GOAL OF THE EXERCISE →
Copy out the lines below, from the one containing "Exercise. Put one point on every instance of the dark" through the last line, requests included, and shift every x and y coordinate up by 50.

Image object location entries
--------------------

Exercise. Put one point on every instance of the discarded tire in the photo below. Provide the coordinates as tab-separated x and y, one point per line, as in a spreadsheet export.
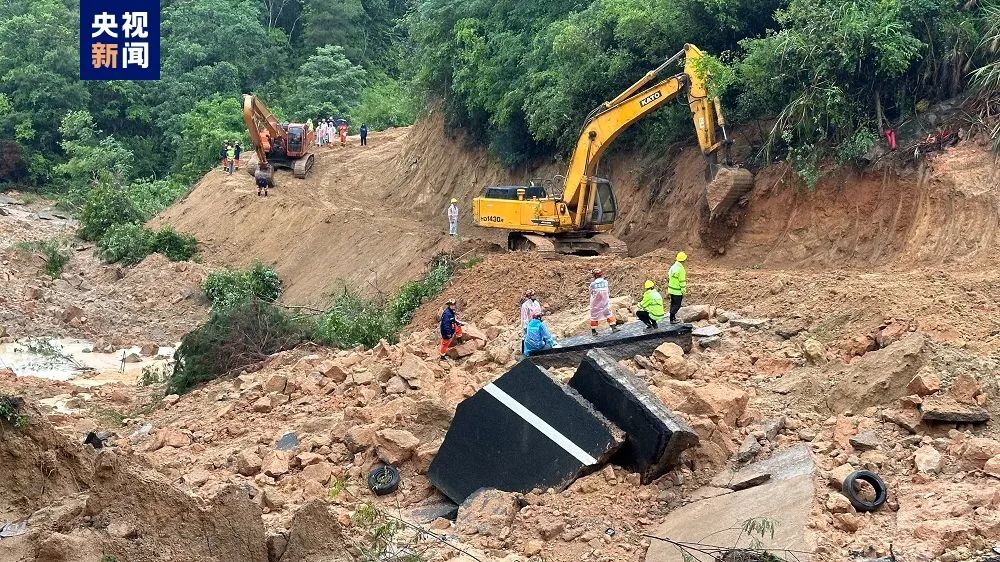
857	501
383	479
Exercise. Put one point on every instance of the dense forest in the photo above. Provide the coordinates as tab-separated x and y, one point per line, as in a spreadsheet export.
518	75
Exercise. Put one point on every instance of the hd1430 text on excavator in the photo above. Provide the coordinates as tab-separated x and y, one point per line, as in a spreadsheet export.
580	219
278	145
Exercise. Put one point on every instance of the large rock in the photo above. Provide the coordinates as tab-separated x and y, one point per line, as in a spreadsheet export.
924	384
414	371
695	312
718	401
672	362
487	512
395	446
275	383
992	466
787	498
927	459
877	377
275	464
169	437
814	351
315	535
248	463
978	450
944	408
965	388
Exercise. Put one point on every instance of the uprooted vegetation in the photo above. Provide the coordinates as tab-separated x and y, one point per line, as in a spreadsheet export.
247	326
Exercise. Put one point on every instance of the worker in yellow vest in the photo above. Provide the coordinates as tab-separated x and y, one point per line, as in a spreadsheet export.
677	285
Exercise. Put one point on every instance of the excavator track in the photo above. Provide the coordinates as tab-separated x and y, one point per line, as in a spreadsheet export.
302	166
728	187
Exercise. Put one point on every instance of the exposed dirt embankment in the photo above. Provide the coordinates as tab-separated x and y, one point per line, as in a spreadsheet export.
371	217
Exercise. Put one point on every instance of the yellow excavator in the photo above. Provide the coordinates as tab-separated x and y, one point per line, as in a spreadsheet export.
580	219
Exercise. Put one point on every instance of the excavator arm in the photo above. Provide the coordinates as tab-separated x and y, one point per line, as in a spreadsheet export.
262	126
610	119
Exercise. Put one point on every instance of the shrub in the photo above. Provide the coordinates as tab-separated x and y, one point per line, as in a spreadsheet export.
107	205
354	321
11	411
232	338
53	253
231	287
125	243
175	245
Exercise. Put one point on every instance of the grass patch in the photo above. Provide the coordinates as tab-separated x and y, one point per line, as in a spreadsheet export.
54	254
233	338
232	287
12	411
353	320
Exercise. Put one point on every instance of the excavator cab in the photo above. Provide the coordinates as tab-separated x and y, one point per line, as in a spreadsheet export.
605	206
296	136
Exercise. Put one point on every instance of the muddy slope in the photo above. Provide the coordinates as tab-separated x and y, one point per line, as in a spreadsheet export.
371	217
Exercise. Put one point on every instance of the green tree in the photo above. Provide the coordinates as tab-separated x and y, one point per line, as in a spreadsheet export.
327	84
210	123
91	157
39	75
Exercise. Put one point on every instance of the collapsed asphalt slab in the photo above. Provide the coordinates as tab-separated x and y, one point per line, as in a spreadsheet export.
523	431
631	339
655	437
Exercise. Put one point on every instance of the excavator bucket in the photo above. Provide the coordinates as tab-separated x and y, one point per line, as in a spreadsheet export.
730	184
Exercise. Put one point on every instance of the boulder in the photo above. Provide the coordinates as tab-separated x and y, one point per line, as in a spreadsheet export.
748	449
924	384
749	323
978	450
263	404
838	503
334	371
415	372
866	441
492	319
715	400
695	312
487	512
927	459
319	472
395	446
944	408
248	463
275	383
890	334
814	351
464	349
359	438
992	466
396	385
275	464
965	389
169	437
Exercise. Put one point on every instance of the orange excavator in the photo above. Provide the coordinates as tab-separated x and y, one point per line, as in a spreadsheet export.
278	145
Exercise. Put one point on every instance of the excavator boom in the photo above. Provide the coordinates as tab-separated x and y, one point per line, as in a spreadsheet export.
587	207
277	145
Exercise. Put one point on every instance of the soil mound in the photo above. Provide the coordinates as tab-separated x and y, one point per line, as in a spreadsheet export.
80	504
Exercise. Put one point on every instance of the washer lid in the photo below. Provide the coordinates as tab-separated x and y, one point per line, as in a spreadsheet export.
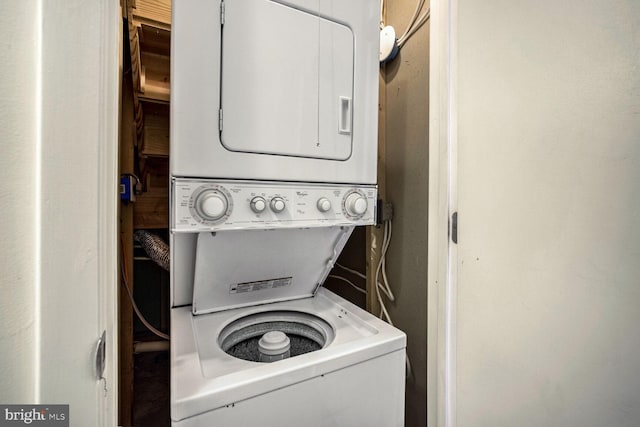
250	267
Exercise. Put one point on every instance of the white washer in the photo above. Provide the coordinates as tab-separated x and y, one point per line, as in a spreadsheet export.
355	376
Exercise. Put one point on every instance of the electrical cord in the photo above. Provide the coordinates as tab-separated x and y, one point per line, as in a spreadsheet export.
125	283
353	285
415	22
352	271
382	287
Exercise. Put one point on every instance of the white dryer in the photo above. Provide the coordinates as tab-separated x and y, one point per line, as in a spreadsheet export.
282	90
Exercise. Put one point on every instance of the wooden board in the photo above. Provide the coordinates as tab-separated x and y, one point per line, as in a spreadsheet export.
156	130
151	210
154	12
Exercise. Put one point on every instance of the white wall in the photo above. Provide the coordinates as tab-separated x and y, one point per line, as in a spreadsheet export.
59	106
544	292
17	233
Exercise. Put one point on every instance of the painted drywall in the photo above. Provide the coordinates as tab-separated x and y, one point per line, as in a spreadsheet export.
17	235
58	201
407	148
545	123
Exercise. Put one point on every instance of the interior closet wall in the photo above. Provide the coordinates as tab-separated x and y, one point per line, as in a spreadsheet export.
406	138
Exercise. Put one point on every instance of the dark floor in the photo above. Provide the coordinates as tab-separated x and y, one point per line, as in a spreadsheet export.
151	390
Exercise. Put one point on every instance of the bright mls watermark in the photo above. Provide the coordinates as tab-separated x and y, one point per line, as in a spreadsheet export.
37	415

--------------------

SOLVED EXERCISE →
Exercise. Put one point on every instance of the dark floor in the photo above. Provide the coordinates as tab-separated x and y, one point per line, as in a spreadsheet export.
201	440
Exercise. Put one point on every instance of the bright mls watermark in the photo above. Provide the coordinates as tab-separated x and y, one point per line, as in a spreadsheet export.
87	465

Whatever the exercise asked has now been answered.